* _Work to complete_
Rewrite every item below, swapping "Query" for "Target" and keeping the rest of the text unchanged. Leave the pictures out of your answer.

* _Input records_
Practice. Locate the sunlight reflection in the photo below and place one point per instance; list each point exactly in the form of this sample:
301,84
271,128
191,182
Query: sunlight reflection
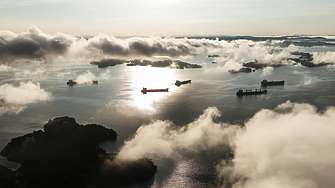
151,78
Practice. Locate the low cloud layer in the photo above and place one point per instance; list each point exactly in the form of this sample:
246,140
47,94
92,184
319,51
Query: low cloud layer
34,45
15,99
290,146
161,139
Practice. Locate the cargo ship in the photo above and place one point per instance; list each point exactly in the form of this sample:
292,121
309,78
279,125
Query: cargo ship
272,83
145,90
240,92
178,83
71,82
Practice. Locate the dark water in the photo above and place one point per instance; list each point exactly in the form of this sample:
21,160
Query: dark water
116,102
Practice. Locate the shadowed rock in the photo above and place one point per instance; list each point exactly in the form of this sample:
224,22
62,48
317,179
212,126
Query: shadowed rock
66,154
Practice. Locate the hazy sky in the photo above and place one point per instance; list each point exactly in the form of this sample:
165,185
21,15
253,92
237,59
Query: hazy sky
170,17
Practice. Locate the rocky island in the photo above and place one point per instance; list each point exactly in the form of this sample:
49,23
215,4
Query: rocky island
67,154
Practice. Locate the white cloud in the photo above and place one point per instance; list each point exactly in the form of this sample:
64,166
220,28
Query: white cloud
163,140
267,71
325,57
15,99
291,146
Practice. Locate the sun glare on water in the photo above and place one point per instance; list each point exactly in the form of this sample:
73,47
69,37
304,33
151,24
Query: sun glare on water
150,78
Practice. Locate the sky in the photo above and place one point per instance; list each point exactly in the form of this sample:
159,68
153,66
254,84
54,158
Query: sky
170,17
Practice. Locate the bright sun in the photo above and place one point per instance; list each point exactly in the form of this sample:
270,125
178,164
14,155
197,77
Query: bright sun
151,78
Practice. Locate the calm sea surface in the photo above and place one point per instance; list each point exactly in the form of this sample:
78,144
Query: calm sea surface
116,102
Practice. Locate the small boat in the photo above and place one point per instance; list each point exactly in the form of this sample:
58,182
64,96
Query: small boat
178,83
71,82
145,90
271,83
240,92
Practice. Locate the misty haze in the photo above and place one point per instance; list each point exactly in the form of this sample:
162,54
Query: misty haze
180,94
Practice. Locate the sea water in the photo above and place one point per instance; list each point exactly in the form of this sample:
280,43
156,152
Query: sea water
117,102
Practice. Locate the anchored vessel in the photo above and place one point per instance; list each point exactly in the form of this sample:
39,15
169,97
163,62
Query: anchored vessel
145,90
271,83
240,92
71,82
178,83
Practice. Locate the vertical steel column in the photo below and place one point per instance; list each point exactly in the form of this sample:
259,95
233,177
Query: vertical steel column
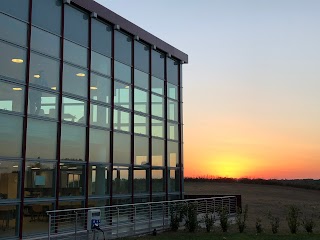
60,109
167,173
88,117
25,121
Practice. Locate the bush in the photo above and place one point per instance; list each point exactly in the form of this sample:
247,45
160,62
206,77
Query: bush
223,218
259,225
209,221
293,218
191,217
275,223
242,218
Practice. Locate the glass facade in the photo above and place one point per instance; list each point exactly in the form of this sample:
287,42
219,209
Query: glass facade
87,118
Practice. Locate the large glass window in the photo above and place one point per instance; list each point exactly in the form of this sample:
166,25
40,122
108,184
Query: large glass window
157,85
45,42
73,142
11,97
121,148
158,64
41,139
157,106
122,95
10,179
141,101
72,179
141,180
75,80
42,103
100,63
158,180
10,135
100,88
39,179
99,116
75,54
158,152
141,79
141,124
44,71
99,146
16,8
74,110
141,56
12,62
121,180
13,30
99,180
173,154
101,37
172,110
141,150
47,14
122,121
157,128
76,25
122,50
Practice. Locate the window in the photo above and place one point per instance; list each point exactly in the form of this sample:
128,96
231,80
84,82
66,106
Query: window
122,48
100,88
73,22
12,62
44,72
11,97
122,120
101,37
39,179
73,142
75,80
99,146
41,139
141,101
13,30
74,53
141,56
158,64
45,42
47,15
43,104
121,151
10,135
74,110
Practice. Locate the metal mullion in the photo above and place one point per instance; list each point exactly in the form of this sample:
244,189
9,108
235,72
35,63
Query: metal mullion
60,108
25,123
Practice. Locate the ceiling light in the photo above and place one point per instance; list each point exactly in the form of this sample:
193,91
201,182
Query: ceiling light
17,60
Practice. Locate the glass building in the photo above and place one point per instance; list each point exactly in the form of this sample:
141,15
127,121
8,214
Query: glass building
90,112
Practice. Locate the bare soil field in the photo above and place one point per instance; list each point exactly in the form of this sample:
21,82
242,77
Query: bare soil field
264,198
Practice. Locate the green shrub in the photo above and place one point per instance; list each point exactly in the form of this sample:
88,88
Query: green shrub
259,225
241,218
275,223
293,218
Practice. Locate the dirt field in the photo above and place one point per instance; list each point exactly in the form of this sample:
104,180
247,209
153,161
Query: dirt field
264,198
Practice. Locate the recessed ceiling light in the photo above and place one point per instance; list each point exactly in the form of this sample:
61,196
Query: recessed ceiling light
17,60
17,89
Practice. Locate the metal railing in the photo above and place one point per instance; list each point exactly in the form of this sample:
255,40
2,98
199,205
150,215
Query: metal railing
130,219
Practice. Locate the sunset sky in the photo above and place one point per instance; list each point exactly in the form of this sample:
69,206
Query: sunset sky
252,85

* _Task answer_
Practice. Locate the sunlight reflection in the photo below and place one point per instance; list each point exactly in the form of this sample:
301,84
271,128
191,182
Target: sunlight reflection
151,78
Practice. Locate the low cloud layer in the photo above and place one point per instance; list each point exactly in the form of this sample:
246,140
47,94
92,184
319,51
Target: low cloud layer
34,45
15,99
290,146
161,139
Practice. Locate the cargo ship in the photo above and place one point per instance; list each point exactly in the form of this sample:
292,121
309,78
279,125
Target: cargo ship
272,83
145,90
240,92
178,83
71,82
Practice. Locate the dark water in the photo above and place one point per instance; list each point exactly in the form of this sample:
21,160
Target: dark water
116,102
Practice. Locate the shadowed rock in the photo above and place one point per instance; list each point exactly in the form of this sample:
224,22
62,48
317,179
212,126
Target: shadowed rock
66,154
Practice. Locate the hazy sky in the photo above and place one point per instance; list each point exactly in the form of this sample:
165,185
21,15
253,92
237,59
Target: hazy sky
170,17
Practice. Locate the rocky island in the photo above and place one point per instance; list each point exactly in the form of this sample:
49,23
215,4
Target: rocky island
67,154
Practice. Locate the white cloud in the photo above and place one point per instance; list each point exactly in the form of this sample:
64,166
220,28
Target: white cloud
163,140
267,71
325,57
15,99
291,146
Practice. Locate the sun glare on water in the photo above and place one point per instance; list each point exactly in the form of this sample:
73,47
69,37
304,33
151,24
Target: sun glare on water
150,78
Practice. Locate the sky in the photo above and place one point per instance; list each point exactly in the form of this sample:
159,68
153,66
254,84
54,158
Target: sky
170,17
Practice. Locate the bright sun in the photo above and place one point per instance; list each point exactly in the form of this sample:
270,125
178,164
14,155
197,77
Target: bright sun
151,78
Practice. Locate the calm sea surface in the photo above and place one point per instance; list each point exactly in the form of this sample:
78,144
Target: calm sea surface
116,102
Practice. Locate the small boat in the photo above and place one point per instance; list each point exactly in the form of this sample:
58,182
64,96
Target: small boat
178,83
71,82
145,90
271,83
240,92
Practice. Locate the misty haze in the photo above and place one point per instance; list each point exactly in the form of this sample:
162,54
Target: misty haze
180,94
Practice. Locate the sea water in the photo above and place one point per instance; list each point exactly in the form of this sample:
280,43
156,152
Target: sea water
117,102
Practice. Locate the anchored vessel in the photo above and place one point per instance; list each point exactly in the form of this sample:
39,15
169,97
163,62
Target: anchored vessel
145,90
271,83
240,92
71,82
178,83
Practice. Locate the vertical steel column in the photo below and place one point per instance; list each point exactly in the form of this sample:
259,95
233,177
Target: vertical steel column
60,109
167,173
88,117
25,121
Practice. Locate the bush in the photo above and place one point per instance; list each point exactly in the form of this sample:
247,45
160,62
206,77
Target: bush
223,218
259,225
209,221
293,218
191,217
275,223
242,218
Practice. Locate the glass facade in the photo above and place one point per instance; list each point exactly in the form of this sample:
287,42
219,209
Target: glass facade
87,118
Practice. Locate the large glass window in the photo above and place one point per instance; list each point exactly in the form of this sample:
166,25
40,122
108,184
Target: large glass window
157,85
45,42
73,142
11,97
121,148
158,64
41,139
157,106
122,95
10,179
141,101
72,179
141,180
75,80
42,103
100,63
158,180
10,135
100,88
39,179
99,116
75,54
158,152
141,79
141,124
44,71
99,146
16,8
74,110
141,56
12,62
121,180
13,30
99,180
173,154
101,37
172,110
141,150
47,14
122,121
157,128
76,25
122,50
Practice. Locate the window in the photo above and place one point per instance; list each point exactly in the form of this sample:
128,96
231,80
84,82
66,106
Target: window
122,48
100,88
73,22
12,62
44,72
11,97
122,120
101,37
39,179
73,142
75,80
99,146
41,139
141,101
13,30
74,53
141,56
158,64
45,42
47,15
43,104
121,151
10,135
74,110
Practice. Locate the metal mullion in the photo above and place one point per instance; list each point exactly in the form of this sample:
244,189
9,108
235,72
35,63
Target: metal mullion
60,108
25,123
Practice. Locate the ceiling light in the photo above and place one point per instance; list each point exactly in the form of this sample:
193,91
201,182
Target: ceiling light
17,60
Practice. Locate the glass building in the photo above and place one point per instance; list each point exactly in the form of this sample:
141,15
127,121
8,214
Target: glass building
90,112
Practice. Locate the bare soil field in the photo above and place one point per instance; list each point exactly in the form of this sample:
21,82
242,77
Target: bare soil field
264,198
Practice. Locate the green shrub in the photo above and place one point per instance; list each point exactly in the form of this sample:
88,88
Target: green shrub
259,225
241,218
275,223
293,218
Practice. Locate the dirt field in the photo above and place one point per instance; list each point exactly in the form of this sample:
104,180
247,209
153,161
Target: dirt field
264,198
Practice. Locate the recessed ceiling light in the photo above and place one point per instance; list each point exactly in the form of this sample:
61,196
Target: recessed ceiling light
17,60
17,89
Practice. Locate the metal railing in the photo above and place one point per instance; list each point exactly in the form of this sample:
255,40
2,98
199,205
150,215
Target: metal railing
130,219
Practice. Locate the sunset sky in the photo above and place one point per instance; list each point exactly in the form of this sample:
69,206
Target: sunset sky
252,85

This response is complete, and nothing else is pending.